▶ _EXERCISE OBJECTIVE_
All of the entries below need to be repeated exactly.

▶ _PROVIDED DATA_
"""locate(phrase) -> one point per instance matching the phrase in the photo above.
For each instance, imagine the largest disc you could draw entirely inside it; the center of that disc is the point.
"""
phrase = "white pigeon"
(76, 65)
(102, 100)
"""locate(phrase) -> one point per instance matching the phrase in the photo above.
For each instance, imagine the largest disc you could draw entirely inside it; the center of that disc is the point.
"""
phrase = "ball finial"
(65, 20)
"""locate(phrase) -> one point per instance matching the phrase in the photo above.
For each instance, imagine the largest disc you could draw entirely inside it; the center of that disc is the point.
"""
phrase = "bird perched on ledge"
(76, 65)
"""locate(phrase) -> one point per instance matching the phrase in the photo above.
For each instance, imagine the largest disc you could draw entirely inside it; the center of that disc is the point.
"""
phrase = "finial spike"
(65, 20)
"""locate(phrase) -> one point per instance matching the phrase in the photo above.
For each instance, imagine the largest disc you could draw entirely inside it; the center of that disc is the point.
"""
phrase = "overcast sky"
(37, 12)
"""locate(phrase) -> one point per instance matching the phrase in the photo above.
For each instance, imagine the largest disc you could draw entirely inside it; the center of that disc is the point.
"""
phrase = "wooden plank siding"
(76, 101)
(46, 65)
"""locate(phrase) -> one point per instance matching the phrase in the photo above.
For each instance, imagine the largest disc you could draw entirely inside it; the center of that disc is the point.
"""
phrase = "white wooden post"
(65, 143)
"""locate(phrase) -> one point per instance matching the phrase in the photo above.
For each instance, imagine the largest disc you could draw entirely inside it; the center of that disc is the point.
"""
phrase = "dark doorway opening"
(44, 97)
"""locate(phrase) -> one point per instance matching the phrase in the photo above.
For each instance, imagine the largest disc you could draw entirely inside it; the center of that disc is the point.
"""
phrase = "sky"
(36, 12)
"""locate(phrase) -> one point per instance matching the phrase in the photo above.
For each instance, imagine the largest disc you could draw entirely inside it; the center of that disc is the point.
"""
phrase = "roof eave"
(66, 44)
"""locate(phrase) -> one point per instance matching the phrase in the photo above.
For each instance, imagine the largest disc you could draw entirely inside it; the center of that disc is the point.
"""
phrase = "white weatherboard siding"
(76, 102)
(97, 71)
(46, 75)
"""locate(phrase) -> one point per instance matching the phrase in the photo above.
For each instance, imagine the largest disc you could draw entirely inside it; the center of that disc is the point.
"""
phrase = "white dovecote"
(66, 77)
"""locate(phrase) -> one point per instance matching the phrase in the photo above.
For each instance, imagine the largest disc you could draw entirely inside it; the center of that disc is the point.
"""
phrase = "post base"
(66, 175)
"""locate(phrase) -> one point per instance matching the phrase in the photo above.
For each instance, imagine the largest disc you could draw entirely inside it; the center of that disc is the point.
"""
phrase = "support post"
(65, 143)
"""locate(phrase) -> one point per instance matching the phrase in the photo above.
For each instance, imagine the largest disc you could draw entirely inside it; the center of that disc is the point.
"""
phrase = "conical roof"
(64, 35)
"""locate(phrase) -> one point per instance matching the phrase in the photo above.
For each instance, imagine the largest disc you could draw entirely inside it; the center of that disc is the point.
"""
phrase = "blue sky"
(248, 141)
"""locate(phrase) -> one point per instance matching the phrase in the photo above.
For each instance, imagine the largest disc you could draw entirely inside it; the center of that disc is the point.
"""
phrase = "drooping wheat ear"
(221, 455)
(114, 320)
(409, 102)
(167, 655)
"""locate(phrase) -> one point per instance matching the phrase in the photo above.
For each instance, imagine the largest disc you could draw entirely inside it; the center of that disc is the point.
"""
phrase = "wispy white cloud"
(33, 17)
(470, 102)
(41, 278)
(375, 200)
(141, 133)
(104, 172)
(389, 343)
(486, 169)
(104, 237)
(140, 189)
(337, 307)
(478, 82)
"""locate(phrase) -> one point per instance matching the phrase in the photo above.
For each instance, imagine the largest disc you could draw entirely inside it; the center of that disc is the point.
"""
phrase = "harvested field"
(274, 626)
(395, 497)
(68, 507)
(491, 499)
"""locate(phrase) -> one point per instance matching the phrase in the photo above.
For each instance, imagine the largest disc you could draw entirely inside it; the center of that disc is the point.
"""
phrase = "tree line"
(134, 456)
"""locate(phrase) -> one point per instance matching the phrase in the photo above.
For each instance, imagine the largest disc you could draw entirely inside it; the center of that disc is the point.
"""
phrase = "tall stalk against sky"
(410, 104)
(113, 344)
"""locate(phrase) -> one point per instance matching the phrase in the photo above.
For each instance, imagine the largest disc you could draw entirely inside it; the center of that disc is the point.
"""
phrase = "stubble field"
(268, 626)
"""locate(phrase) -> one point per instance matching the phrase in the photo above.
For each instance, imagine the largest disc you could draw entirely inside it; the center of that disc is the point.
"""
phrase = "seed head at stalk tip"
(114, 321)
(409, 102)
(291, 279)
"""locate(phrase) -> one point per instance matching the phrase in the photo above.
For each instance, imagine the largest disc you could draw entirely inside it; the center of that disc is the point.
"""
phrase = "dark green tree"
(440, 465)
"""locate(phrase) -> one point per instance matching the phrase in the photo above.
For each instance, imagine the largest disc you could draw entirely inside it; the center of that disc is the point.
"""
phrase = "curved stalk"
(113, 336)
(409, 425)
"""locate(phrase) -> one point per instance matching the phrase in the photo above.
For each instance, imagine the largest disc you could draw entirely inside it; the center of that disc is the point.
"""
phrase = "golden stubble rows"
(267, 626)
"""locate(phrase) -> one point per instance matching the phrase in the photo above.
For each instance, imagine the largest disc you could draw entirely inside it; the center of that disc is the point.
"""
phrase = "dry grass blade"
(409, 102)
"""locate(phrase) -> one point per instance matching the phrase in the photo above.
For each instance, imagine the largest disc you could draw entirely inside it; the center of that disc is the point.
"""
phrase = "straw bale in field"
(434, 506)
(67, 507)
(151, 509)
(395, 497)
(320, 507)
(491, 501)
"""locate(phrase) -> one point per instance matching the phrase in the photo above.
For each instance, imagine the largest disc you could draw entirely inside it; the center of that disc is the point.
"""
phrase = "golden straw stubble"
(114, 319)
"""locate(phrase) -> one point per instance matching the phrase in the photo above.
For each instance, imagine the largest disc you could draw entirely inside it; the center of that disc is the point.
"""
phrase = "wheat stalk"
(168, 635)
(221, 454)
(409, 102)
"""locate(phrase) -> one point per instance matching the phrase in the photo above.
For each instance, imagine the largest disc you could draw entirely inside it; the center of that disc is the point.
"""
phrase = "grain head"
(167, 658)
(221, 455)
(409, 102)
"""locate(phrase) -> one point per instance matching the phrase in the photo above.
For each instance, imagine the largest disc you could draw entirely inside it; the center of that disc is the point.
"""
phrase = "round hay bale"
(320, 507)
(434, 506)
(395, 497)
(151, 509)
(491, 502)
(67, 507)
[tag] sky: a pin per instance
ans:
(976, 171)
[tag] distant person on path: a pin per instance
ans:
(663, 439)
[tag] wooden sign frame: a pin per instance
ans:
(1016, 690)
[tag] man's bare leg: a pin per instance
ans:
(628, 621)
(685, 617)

▶ _EXERCISE RESULT_
"""locate(phrase) -> one point per instance matching the phrase in the photo above.
For each instance, imagine the largest disc you could draw entirely inside it; the center of that disc is the point.
"""
phrase = "white pigeon"
(76, 65)
(102, 100)
"""locate(phrase) -> one point per instance matching the phrase in the photo above.
For each instance, imagine the largest disc you could draw entirely inside it; the center of that disc is the point.
"""
phrase = "ball finial"
(65, 20)
"""locate(phrase) -> one point per instance matching the phrase in the photo above.
For each instance, imagine the largest disc you could draw entirely inside it; the center of that disc is the point.
"""
phrase = "bird perched on ledge"
(76, 65)
"""locate(phrase) -> one point per instance matching the phrase in the photo above.
For each instance, imagine the largest disc you could draw entirely inside it; the center of that disc is the point.
"""
phrase = "finial spike"
(65, 20)
"""locate(phrase) -> one point per instance matching the phrase in the photo above.
For each instance, imagine the largest disc you could draw entirely inside it; the center of that disc is the point.
"""
phrase = "overcast sky"
(37, 12)
"""locate(phrase) -> one point per instance matching the phrase in the photo above.
For each instance, imagine the largest disc you could draw entirely inside it; the center of that disc is the point.
"""
phrase = "wooden plank siding"
(76, 101)
(46, 65)
"""locate(phrase) -> one point per instance matching the phrase in the photo above.
For each instance, imagine the largest disc you could draw entirely inside it; the center of that disc is the point.
"""
phrase = "white wooden post"
(65, 143)
"""locate(phrase) -> one point per instance matching the phrase in the photo above.
For each instance, imagine the largest disc you could draw entirely inside it; the center of that disc is the point.
"""
phrase = "dark doorway opening"
(44, 97)
"""locate(phrase) -> one point per instance matching the phrase in the photo above.
For each instance, imagine the largest disc you could draw entirely inside it; the center of that disc is the point.
"""
phrase = "sky"
(36, 12)
"""locate(phrase) -> one point per instance matching the phrase in the photo above.
For each instance, imagine the largest disc you could draw entirely inside it; the center of that disc is the point.
"""
phrase = "roof eave"
(66, 44)
"""locate(phrase) -> one point per instance matching the phrase in the photo above.
For each instance, imagine the largest disc you could draw entirely inside it; the center of that disc is the point.
"""
phrase = "white weatherboard siding"
(76, 102)
(97, 71)
(46, 75)
"""locate(phrase) -> one point per instance matching the phrase in the photo above.
For each instance, imagine the largest disc you could draw entirely inside it; the center of that disc is the point.
"""
phrase = "white dovecote"
(66, 77)
"""locate(phrase) -> one point per instance matching the phrase in the photo above.
For each instance, imagine the largest disc you could draw entirely inside it; the center of that disc is the point.
"""
phrase = "post base"
(66, 175)
"""locate(phrase) -> one point per instance matching the phrase in the photo above.
For each instance, imagine the largest disc you could draw entirely inside it; the center of that disc is the point.
"""
phrase = "support post"
(65, 143)
"""locate(phrase) -> one point per instance matching the phrase in the photo above.
For each instance, imagine the largest disc you could draw entirely inside it; the center of that disc is the point.
"""
phrase = "conical roof"
(64, 35)
"""locate(phrase) -> one point per instance matching the phrase in the photo above.
For each instance, imagine the largest disc you could draw entirely inside it; the center of that disc is the point.
"""
phrase = "blue sky"
(248, 141)
"""locate(phrase) -> one point per instance matching the phrase in the photo above.
For each instance, imagine the largest disc you could draw entirely inside it; the center of that disc is the point.
"""
phrase = "drooping wheat ear"
(221, 455)
(114, 320)
(409, 102)
(167, 655)
"""locate(phrase) -> one point per instance matching the phrase in the photo above.
For each instance, imagine the largest disc you could draw entirely inside it; the center of that disc is the point.
"""
phrase = "wispy white cloud"
(33, 17)
(470, 102)
(41, 278)
(375, 200)
(141, 133)
(104, 172)
(389, 343)
(486, 169)
(104, 237)
(140, 189)
(337, 307)
(478, 82)
"""locate(phrase) -> one point per instance matching the phrase in the photo above.
For each instance, imagine the largest disc you could draw entirely inside it; the center of that disc is the point.
"""
phrase = "harvested field"
(274, 626)
(395, 497)
(68, 507)
(491, 499)
"""locate(phrase) -> one point per instance matching the phrase in the photo above.
For each instance, imagine the largest disc you could draw entirely inside it; the center of that disc is the point.
"""
phrase = "tree line"
(134, 456)
"""locate(phrase) -> one point per instance matching the phrase in the photo above.
For each instance, imagine the largest disc you could draw entirely inside it; the center of that disc is the point.
"""
phrase = "tall stalk against sky"
(410, 104)
(113, 344)
"""locate(phrase) -> one point per instance matching the phrase in the photo above.
For each instance, imagine the largest disc you could draw entirely inside it; the center of that disc is the point.
"""
phrase = "stubble field"
(268, 626)
"""locate(phrase) -> one point per instance matching the phrase in the photo above.
For each instance, imagine the largest disc you could draw entirely inside it; the center of that disc is the point.
"""
phrase = "seed head at stalk tip"
(114, 321)
(409, 102)
(291, 279)
"""locate(phrase) -> one point per instance matching the phrase in the photo above.
For each instance, imagine the largest disc you could draw entirely inside it; the center of that disc is the point.
"""
phrase = "dark green tree"
(440, 465)
"""locate(phrase) -> one point per instance matching the phrase in the photo above.
For each instance, imagine the largest disc you could draw entirely inside it; the center of that disc is the point.
"""
phrase = "curved stalk"
(113, 336)
(409, 425)
"""locate(phrase) -> one point per instance matching the phrase in the photo above.
For each instance, imagine the largest disc you could draw entirely inside it; the center of that disc is the point.
"""
phrase = "golden stubble rows"
(267, 626)
"""locate(phrase) -> one point per instance matching the phrase in the photo above.
For each instance, imagine the largest disc you could draw entirely inside it; the center of that disc is the point.
"""
phrase = "dry grass blade"
(409, 102)
"""locate(phrase) -> one point per instance matching the phrase in the photo above.
For each instance, imagine the largest disc you could draw entirely inside it; the center of that disc is the point.
"""
phrase = "straw bale in field"
(434, 506)
(67, 507)
(151, 509)
(395, 497)
(320, 507)
(491, 501)
"""locate(phrase) -> one point per instance matching the phrase in the photo above.
For each instance, imagine the largest disc you could draw entirely inside it; the center of that disc is the point.
"""
phrase = "golden straw stubble"
(114, 319)
"""locate(phrase) -> one point per instance matching the phrase in the photo above.
For each instance, imagine the largest disc you could draw entirely inside it; the center of that disc is the point.
"""
phrase = "wheat stalk"
(168, 635)
(221, 454)
(409, 102)
"""locate(phrase) -> one point per instance matching the phrase in the photo above.
For each instance, imagine the largest disc you could draw entirely inside it; the center of that disc is the point.
"""
phrase = "grain head"
(167, 658)
(221, 455)
(409, 102)
"""locate(phrase) -> one point per instance matching the phrase in the photo above.
For each instance, imagine the largest disc you could draw entirely inside it; the center of that disc is the point.
"""
phrase = "round hay bale"
(320, 507)
(434, 506)
(395, 497)
(151, 509)
(491, 502)
(67, 507)
[tag] sky: a pin per instance
ans:
(976, 171)
[tag] distant person on path: a pin per instance
ans:
(663, 439)
[tag] wooden sign frame: a pin per instance
ans:
(1016, 690)
[tag] man's bare leg: a pin per instance
ans:
(628, 621)
(685, 617)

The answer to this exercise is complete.